** Quoted passage **
----
By now Tannie Wolfie had joined us and took up the tale:-

“ Ja, he was a very big mess. He was scratched and bitten and bleeding badly. We got him into the back of the Datsun bakkie and drove on the stoffpad all the way to Hoedspruit. It was not like today. That road was bad then and it was sand road all the way. We drove to Dr. Swarts’ rooms – you know Dr Blackie Swart? His doctors’ rooms were at his house, and his wife opened up and let us in because Dr Blackie was in the bathroom busy shaving. He seemed to take a long time, and we were getting worried because Oom Wolfie, he was bleeding so badly. Then Dr Blackie walked past the waiting room and saw us sitting there and how badly he was bleeding. When he saw it was us and how bad Oom Wolfie was looking he said “O my God dit is Wolfie Wolmarans, ek het gedink dit was ‘n ander mens”. (translation: “Oh my God is it Wolfie Wolmarans. I thought it was someone else”) Then he rushed.

“After Oom Wolfie was all stitched up we came back to Ingwelala.”

Then Oom Wolfie said “We had it stuffed and now it is in the voorkamer. Would you like to come in and see it?”
----
** Stored rows **
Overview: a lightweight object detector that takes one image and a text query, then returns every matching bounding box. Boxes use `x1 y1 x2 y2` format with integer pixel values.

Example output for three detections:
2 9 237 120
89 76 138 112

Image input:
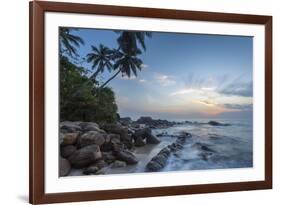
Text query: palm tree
100 49 143 88
116 31 152 52
87 44 112 80
59 27 84 57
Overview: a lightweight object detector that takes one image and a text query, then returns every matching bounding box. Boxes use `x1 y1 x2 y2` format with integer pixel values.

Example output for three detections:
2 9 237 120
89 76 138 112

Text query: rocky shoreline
59 117 230 176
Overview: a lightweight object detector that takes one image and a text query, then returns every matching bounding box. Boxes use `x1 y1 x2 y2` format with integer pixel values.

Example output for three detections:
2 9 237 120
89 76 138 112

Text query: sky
69 29 253 120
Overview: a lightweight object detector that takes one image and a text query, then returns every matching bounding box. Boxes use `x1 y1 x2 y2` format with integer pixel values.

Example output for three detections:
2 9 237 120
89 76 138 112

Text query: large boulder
102 123 131 140
116 150 138 164
135 137 146 147
119 117 133 126
102 123 132 148
146 134 160 144
111 160 127 168
102 152 116 163
59 132 79 146
137 117 153 124
83 165 99 175
79 122 105 133
60 145 77 158
77 131 106 147
59 157 71 177
68 144 102 168
60 121 82 132
132 127 152 139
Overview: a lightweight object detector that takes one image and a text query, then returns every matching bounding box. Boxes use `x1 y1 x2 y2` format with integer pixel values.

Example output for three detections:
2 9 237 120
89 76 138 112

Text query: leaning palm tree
86 44 113 80
116 31 152 52
100 49 143 88
59 27 84 57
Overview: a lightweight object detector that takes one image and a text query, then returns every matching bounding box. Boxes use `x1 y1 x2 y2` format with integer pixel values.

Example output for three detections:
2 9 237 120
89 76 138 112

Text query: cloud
196 100 217 107
155 73 176 86
218 81 253 97
223 104 253 111
170 88 202 96
139 79 147 83
119 75 137 80
141 64 149 69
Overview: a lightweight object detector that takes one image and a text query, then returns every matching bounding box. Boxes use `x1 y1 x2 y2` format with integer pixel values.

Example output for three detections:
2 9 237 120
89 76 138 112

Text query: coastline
60 117 252 176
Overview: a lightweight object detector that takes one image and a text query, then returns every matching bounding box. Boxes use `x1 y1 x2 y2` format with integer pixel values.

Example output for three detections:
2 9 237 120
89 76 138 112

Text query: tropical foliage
59 27 151 123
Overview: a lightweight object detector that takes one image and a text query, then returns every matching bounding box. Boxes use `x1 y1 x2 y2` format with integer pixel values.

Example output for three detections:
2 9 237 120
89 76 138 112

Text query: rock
60 121 82 132
132 128 151 139
111 160 127 168
102 123 132 148
59 157 71 177
136 117 176 128
134 137 146 147
83 166 99 175
119 117 133 126
96 166 110 175
68 145 102 168
116 150 138 164
146 134 160 144
77 131 106 147
137 116 153 124
61 145 77 158
102 152 116 163
208 121 230 126
60 133 79 146
79 122 105 133
100 134 121 152
146 161 163 172
94 159 108 169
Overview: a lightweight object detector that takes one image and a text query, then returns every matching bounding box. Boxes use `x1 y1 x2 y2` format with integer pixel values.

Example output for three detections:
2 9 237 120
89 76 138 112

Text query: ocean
153 119 253 171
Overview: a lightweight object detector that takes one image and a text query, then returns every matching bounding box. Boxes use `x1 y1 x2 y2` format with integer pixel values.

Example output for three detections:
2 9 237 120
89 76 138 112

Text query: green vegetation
59 27 151 123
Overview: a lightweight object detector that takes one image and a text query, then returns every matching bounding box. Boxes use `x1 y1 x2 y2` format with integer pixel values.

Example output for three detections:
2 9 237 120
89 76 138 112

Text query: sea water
153 119 253 171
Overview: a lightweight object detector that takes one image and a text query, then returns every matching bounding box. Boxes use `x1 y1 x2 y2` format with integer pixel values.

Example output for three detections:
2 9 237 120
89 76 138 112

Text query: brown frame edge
29 1 272 204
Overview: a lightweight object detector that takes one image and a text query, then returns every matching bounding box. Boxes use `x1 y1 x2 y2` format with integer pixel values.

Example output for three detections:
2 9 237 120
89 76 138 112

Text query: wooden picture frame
29 1 272 204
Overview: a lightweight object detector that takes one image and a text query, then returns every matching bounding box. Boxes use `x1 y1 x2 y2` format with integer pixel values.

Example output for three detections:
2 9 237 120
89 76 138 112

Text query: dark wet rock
134 137 146 147
119 117 133 126
116 150 138 164
102 123 133 149
111 160 127 168
95 166 111 175
100 134 121 152
59 157 71 176
102 152 116 163
146 161 163 172
68 145 102 168
146 134 161 144
60 132 79 146
193 142 216 152
146 135 189 172
79 122 105 133
156 132 168 137
77 131 106 147
61 145 77 158
132 127 152 139
136 117 176 128
60 121 82 132
83 165 99 175
208 121 230 126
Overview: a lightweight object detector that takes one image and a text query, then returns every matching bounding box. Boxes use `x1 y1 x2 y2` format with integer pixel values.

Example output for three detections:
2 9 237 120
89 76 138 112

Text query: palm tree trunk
100 69 121 88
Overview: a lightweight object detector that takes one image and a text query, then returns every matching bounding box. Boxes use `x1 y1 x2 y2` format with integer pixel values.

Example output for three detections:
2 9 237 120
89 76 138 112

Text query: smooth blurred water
154 119 253 171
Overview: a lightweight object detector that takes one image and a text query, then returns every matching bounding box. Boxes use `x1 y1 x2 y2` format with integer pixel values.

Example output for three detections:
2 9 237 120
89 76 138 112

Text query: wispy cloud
218 81 253 97
154 73 176 86
141 63 149 69
139 79 147 83
223 103 253 111
119 75 137 80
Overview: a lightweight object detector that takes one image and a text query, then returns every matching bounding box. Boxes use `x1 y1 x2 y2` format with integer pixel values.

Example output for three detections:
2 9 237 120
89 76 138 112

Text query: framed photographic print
30 1 272 204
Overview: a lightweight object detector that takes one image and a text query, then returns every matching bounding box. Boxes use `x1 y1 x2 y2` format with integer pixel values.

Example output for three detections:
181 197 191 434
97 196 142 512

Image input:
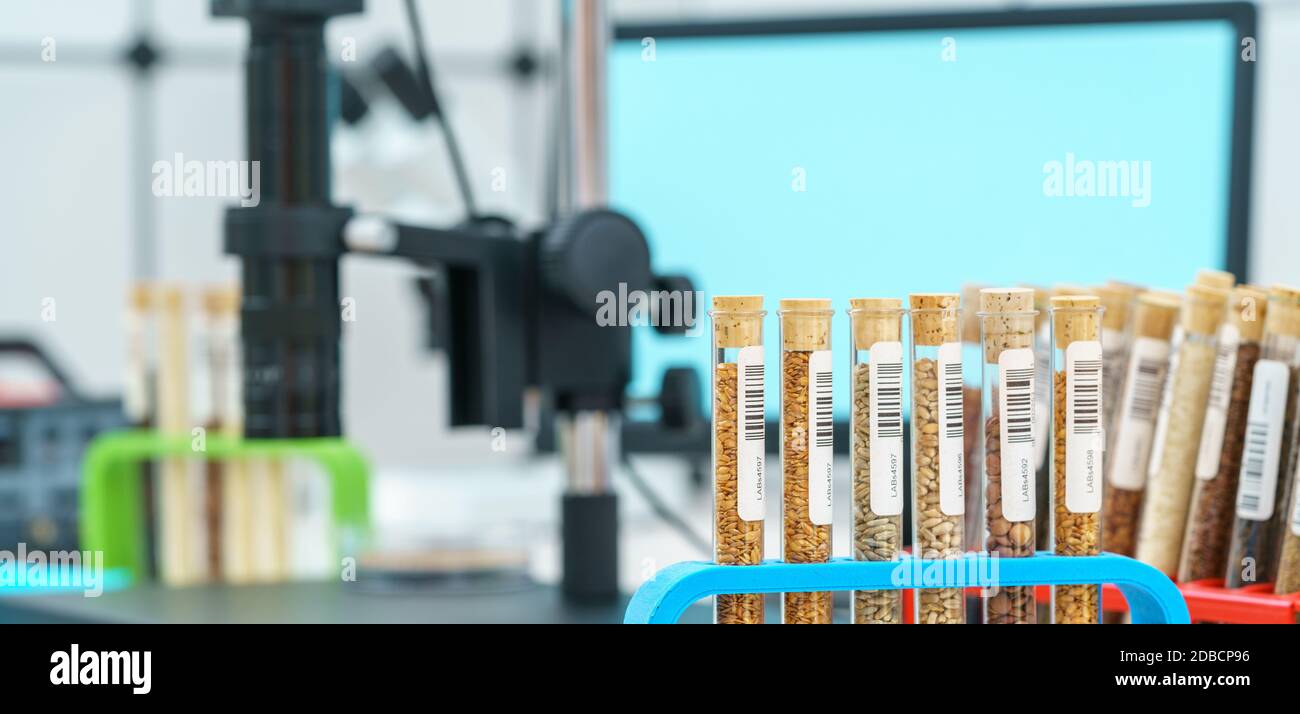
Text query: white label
1101 328 1128 436
1196 323 1242 481
1110 337 1169 490
870 342 902 515
939 342 966 515
736 346 767 520
997 347 1036 522
1065 342 1105 514
1291 460 1300 538
1034 330 1052 471
1147 325 1183 477
809 350 835 525
1236 359 1291 520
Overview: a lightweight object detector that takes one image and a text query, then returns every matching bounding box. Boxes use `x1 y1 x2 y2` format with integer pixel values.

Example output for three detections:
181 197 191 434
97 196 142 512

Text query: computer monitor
608 4 1255 416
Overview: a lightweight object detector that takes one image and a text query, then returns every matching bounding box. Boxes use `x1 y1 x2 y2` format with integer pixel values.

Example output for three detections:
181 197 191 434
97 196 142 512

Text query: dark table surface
0 583 738 624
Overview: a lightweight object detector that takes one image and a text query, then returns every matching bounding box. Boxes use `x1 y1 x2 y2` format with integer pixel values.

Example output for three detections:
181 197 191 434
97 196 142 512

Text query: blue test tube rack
623 553 1191 624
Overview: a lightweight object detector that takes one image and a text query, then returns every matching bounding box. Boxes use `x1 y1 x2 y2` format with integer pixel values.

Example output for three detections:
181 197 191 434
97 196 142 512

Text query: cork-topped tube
1264 285 1300 337
1134 293 1183 342
777 298 835 351
1196 268 1236 290
979 287 1039 364
849 298 904 350
907 293 961 346
710 295 767 347
1183 285 1227 336
1052 295 1101 350
1092 282 1141 332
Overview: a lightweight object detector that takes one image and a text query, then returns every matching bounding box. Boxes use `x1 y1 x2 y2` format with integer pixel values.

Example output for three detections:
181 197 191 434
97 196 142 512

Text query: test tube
1136 285 1227 577
1052 295 1105 624
709 295 767 624
909 293 966 624
1225 286 1300 588
1178 285 1269 583
849 298 905 624
1101 293 1180 558
777 299 835 624
979 287 1037 624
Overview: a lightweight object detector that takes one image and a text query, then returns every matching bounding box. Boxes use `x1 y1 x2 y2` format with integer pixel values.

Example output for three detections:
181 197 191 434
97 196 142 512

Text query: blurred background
0 0 1300 603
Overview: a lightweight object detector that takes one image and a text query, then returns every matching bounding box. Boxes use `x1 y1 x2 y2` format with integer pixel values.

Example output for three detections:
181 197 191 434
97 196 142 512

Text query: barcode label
997 347 1037 522
1196 323 1242 480
1147 325 1183 477
868 342 902 516
1109 337 1169 490
1236 359 1291 520
736 345 767 520
809 350 835 525
939 342 966 515
1065 341 1105 514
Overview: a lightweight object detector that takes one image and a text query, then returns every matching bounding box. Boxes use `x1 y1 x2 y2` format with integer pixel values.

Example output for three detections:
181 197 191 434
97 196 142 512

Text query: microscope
212 0 690 602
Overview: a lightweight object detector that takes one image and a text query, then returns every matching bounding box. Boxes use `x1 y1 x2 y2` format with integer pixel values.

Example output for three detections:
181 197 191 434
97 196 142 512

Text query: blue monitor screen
608 20 1240 416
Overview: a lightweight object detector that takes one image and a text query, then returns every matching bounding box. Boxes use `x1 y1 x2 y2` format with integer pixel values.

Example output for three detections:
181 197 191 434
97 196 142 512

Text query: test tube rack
623 553 1191 624
81 430 369 583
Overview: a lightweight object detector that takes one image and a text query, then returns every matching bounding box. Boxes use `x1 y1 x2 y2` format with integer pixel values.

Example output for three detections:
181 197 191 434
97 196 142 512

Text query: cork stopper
962 284 987 345
1088 281 1141 332
907 293 961 346
1052 295 1104 350
1134 291 1183 342
710 295 767 347
1196 268 1236 290
203 285 241 317
126 281 153 312
1264 285 1300 337
777 298 833 351
979 287 1037 364
849 298 904 350
1226 285 1269 342
1183 285 1227 336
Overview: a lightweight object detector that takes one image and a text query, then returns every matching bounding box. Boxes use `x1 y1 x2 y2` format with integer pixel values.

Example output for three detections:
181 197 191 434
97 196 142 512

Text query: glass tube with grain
709 295 767 624
1178 285 1269 583
909 293 966 624
1225 286 1300 588
979 287 1039 624
1136 285 1227 577
777 299 835 624
1273 287 1300 594
1101 293 1180 558
849 298 905 624
1050 295 1105 624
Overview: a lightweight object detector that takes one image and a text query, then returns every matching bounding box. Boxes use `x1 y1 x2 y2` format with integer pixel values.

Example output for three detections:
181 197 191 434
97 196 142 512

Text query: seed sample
1052 295 1105 624
980 287 1037 624
1178 286 1268 583
1225 286 1300 588
849 298 904 624
779 299 833 624
1101 293 1180 557
710 297 767 624
909 293 966 624
1136 285 1227 577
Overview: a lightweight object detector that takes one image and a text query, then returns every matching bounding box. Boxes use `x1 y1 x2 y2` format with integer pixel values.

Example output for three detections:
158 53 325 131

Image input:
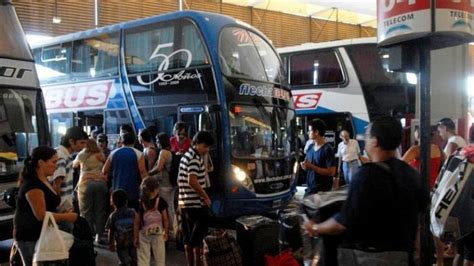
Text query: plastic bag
33 212 74 262
265 250 300 266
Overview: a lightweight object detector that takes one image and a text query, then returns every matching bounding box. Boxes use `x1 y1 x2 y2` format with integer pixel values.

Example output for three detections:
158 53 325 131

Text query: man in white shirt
336 130 360 184
438 118 467 157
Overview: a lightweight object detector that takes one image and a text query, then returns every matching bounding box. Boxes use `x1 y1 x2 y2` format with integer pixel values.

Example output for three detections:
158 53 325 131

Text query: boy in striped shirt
178 131 214 265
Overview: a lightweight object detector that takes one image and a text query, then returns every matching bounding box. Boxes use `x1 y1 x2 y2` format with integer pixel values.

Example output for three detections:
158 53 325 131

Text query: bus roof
277 37 377 54
31 10 248 49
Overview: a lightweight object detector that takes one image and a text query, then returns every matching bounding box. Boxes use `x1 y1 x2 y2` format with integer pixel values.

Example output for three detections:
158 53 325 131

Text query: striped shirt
50 145 74 203
178 148 206 208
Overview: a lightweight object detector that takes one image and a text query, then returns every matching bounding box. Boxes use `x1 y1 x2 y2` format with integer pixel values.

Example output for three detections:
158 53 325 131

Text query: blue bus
278 38 417 150
33 11 297 216
0 1 49 240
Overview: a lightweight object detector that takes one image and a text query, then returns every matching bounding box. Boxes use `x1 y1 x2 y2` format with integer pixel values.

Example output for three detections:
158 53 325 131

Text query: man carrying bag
305 118 428 266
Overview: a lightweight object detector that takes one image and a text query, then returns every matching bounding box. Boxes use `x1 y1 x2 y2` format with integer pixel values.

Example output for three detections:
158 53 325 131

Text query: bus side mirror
199 112 212 131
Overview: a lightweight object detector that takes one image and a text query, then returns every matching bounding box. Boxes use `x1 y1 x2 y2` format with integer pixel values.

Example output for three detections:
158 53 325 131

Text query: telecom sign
436 0 474 35
377 0 431 45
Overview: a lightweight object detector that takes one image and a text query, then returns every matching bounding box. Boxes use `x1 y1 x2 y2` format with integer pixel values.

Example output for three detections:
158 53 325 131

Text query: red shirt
170 136 192 153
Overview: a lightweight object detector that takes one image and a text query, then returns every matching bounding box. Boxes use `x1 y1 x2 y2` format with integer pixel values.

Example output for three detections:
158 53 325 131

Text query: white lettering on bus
43 81 112 111
239 83 290 101
137 42 201 86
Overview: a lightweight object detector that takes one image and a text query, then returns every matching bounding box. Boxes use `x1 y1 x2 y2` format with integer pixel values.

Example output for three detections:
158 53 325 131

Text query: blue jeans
14 241 36 266
77 180 108 236
342 160 360 185
117 245 137 266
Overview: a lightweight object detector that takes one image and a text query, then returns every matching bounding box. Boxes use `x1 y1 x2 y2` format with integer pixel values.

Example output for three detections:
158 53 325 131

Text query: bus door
297 112 360 185
178 105 225 193
302 112 355 149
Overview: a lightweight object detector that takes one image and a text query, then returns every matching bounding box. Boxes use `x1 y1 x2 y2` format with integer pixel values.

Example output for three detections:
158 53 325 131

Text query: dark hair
438 117 456 130
21 146 57 180
97 133 109 143
146 125 158 142
140 176 160 210
156 133 171 149
120 132 135 145
173 121 188 133
61 126 89 148
193 131 214 146
120 124 135 134
140 128 153 142
309 118 327 137
112 189 128 209
370 117 402 151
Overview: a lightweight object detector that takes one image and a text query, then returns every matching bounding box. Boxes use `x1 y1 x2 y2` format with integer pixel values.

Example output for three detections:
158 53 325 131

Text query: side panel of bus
282 44 369 147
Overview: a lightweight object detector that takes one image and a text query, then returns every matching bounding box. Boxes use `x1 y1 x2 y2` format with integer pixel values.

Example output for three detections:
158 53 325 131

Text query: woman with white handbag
13 146 77 266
----
** Goals **
1. List every Afrikaans word in the story about Oom Wolfie, leaving out personal names and the doctor's quoted Afrikaans sentence.
2. Carry on the story about Oom Wolfie from his invitation to come into the voorkamer.

** Exercise results **
1. Tannie, Ja, bakkie, stoffpad, Oom, voorkamer

2.
And with that we all trouped in. Tannie wanted to dress up for the photo but Oom Wolfie assured her that she was looking great, so she put on her blue stokies and Oom Wolfie fetched the rifle and handed it to her. A well-rehearsed photo session followed with Oom Wolfie wanting Tannie as the central hero. She sat on a riempie stool holding the rifle with her kind face trying to look like that of the hunter and hero that she was.

These truly remarkable people were special, and a reminder that the bush, and the people that live in it are special. What is even more remarkable is that Oom Wolfie was 78 years old when he fought that leopard, and I might add that this was not a small leopard.

Sadly, Oom Wolfie, or Oupa Wolfie as the family knew him, passed away in February 1998 in his 90th year. It was only a few months later that year that Tannie Wolfie or Ouma also passed away at the age of 91 –  a month after their 64th wedding anniversary. They had lived at what we now know as Ingwelala for exactly 30 years, and this really was the end of an era at Ingwelala. Progress, development and the changes that came with it, were not for them.

Whenever we drive past 198 on the main road we look for the porcupines that are no longer there, and we think of the low wire fence at the front to keep the dogs in, and of course Oom Wolfie and his leopard.